WHAT THIS TASK INVOLVES: Report the number of lines in the records that contain the string "outline", giving only that number.
— BEGIN THE DATA —
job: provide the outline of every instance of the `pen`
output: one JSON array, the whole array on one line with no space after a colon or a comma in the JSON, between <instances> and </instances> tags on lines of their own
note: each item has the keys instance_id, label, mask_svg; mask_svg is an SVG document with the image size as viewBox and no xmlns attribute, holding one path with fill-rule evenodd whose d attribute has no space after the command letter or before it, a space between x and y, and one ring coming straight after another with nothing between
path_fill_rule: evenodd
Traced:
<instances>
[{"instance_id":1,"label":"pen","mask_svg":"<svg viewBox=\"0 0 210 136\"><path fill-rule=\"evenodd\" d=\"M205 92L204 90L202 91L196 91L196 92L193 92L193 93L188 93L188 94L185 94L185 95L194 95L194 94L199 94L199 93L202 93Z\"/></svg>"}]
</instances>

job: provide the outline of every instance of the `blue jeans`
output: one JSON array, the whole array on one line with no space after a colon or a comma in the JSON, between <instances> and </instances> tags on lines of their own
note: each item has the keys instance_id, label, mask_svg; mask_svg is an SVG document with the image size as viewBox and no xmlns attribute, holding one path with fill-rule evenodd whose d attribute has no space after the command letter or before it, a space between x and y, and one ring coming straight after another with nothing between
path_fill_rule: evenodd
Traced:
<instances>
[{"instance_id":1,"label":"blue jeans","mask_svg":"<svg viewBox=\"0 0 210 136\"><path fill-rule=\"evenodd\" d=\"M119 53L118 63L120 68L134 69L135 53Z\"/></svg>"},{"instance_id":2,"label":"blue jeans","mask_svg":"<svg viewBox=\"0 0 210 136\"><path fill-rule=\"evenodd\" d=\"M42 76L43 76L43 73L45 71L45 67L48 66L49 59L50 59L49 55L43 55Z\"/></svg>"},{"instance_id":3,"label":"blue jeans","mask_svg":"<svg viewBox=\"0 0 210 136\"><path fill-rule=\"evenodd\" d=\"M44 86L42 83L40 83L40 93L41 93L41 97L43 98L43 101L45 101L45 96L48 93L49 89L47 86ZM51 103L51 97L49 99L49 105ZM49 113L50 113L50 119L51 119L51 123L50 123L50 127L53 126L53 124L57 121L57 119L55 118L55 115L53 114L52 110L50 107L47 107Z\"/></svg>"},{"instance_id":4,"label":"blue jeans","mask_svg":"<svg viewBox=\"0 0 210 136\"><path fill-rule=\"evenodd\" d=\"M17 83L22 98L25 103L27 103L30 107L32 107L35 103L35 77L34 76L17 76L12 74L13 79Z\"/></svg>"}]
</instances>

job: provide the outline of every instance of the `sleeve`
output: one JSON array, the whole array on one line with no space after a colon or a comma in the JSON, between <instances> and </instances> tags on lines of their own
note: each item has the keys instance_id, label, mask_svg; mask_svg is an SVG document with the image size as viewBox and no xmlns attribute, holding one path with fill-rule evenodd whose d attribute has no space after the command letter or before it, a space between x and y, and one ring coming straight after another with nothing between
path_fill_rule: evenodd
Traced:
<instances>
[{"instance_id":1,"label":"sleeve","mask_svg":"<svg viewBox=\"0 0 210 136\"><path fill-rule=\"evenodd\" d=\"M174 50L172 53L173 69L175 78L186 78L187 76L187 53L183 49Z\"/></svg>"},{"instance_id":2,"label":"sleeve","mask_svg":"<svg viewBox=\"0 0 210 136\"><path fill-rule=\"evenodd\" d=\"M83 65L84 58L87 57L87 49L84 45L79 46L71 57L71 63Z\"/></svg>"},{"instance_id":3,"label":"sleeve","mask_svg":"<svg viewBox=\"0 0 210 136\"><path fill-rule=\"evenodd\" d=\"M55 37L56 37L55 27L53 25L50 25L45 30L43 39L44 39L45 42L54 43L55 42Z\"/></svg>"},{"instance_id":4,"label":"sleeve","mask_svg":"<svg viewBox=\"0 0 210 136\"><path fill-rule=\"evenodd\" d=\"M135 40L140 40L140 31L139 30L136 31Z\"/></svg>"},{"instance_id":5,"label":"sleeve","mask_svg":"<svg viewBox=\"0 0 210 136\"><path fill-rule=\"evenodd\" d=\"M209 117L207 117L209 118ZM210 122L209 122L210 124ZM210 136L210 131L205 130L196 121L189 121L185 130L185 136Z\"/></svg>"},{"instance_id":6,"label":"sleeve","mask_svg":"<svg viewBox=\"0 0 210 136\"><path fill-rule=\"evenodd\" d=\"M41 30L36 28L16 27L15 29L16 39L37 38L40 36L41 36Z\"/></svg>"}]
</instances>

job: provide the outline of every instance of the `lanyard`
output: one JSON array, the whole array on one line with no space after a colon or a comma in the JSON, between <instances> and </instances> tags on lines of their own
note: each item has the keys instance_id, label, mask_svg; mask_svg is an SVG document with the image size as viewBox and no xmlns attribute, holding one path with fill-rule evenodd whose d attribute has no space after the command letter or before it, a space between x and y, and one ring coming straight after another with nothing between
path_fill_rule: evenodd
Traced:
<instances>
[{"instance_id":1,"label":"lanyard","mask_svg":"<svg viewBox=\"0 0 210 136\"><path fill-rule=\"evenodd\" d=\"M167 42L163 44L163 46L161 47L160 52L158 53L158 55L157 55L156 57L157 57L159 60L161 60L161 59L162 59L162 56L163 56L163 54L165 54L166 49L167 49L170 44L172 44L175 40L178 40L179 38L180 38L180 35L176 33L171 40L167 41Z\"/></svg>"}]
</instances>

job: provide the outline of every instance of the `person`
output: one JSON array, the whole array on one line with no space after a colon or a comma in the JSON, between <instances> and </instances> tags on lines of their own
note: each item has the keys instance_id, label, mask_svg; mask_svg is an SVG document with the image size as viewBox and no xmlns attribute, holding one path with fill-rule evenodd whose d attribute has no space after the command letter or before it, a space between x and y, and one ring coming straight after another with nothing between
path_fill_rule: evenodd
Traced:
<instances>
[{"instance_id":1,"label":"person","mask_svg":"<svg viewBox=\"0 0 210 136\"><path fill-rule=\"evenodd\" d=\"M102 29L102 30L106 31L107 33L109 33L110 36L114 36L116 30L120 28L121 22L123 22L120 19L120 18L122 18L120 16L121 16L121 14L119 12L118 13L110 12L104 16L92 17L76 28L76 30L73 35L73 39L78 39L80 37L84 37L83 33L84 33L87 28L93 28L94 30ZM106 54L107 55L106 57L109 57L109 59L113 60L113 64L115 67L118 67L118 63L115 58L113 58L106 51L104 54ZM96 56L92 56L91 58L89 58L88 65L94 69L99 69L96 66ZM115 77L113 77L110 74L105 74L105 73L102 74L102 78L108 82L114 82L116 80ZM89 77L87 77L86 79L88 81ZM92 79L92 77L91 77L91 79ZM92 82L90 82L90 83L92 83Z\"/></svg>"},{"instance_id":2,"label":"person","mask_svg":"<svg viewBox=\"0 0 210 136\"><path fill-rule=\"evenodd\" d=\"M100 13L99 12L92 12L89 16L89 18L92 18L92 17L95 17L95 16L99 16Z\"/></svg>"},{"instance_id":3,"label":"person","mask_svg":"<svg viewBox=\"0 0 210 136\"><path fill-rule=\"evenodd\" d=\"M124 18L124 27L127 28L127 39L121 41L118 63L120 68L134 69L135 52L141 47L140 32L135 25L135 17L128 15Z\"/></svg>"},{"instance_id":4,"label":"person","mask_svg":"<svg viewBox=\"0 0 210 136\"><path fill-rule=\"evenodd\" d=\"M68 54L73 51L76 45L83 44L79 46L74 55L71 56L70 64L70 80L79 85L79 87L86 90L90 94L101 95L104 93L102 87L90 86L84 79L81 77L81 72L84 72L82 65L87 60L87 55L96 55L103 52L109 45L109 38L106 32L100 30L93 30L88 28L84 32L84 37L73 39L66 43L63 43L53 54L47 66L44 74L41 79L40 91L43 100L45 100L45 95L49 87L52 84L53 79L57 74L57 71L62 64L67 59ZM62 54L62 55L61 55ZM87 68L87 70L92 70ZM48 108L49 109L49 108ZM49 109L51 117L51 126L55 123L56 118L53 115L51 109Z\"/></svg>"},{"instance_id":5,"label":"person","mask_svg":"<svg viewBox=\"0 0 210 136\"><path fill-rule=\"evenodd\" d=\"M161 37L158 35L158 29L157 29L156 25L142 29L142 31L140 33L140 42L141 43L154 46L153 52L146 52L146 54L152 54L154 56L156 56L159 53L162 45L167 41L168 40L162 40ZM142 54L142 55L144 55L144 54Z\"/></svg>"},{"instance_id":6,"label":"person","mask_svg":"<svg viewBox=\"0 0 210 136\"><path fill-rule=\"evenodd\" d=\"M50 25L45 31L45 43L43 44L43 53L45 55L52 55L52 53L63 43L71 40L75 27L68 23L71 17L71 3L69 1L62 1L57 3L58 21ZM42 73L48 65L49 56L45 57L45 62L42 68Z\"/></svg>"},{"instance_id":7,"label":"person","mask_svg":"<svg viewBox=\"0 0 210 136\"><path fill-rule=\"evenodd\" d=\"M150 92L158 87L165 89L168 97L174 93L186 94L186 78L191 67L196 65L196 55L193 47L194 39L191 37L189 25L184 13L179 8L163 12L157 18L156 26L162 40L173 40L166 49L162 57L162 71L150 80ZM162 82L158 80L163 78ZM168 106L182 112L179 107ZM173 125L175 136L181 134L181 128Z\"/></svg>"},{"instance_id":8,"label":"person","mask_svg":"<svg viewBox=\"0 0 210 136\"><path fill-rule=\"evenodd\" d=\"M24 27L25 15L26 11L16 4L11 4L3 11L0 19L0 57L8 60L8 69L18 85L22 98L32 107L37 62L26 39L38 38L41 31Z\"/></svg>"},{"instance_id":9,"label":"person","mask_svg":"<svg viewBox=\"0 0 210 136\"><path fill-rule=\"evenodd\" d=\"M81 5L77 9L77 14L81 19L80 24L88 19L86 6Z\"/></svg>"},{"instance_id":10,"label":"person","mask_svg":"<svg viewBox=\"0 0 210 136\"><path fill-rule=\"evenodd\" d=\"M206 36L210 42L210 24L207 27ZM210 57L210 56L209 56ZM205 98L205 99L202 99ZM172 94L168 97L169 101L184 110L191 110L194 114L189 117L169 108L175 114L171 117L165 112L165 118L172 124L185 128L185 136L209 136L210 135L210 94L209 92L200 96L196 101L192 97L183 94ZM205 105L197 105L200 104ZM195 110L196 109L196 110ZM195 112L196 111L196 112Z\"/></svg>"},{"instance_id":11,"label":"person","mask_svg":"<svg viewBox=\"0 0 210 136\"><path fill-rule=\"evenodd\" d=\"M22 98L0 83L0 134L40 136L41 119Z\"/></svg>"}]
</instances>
— END THE DATA —
RESPONSE BELOW: 5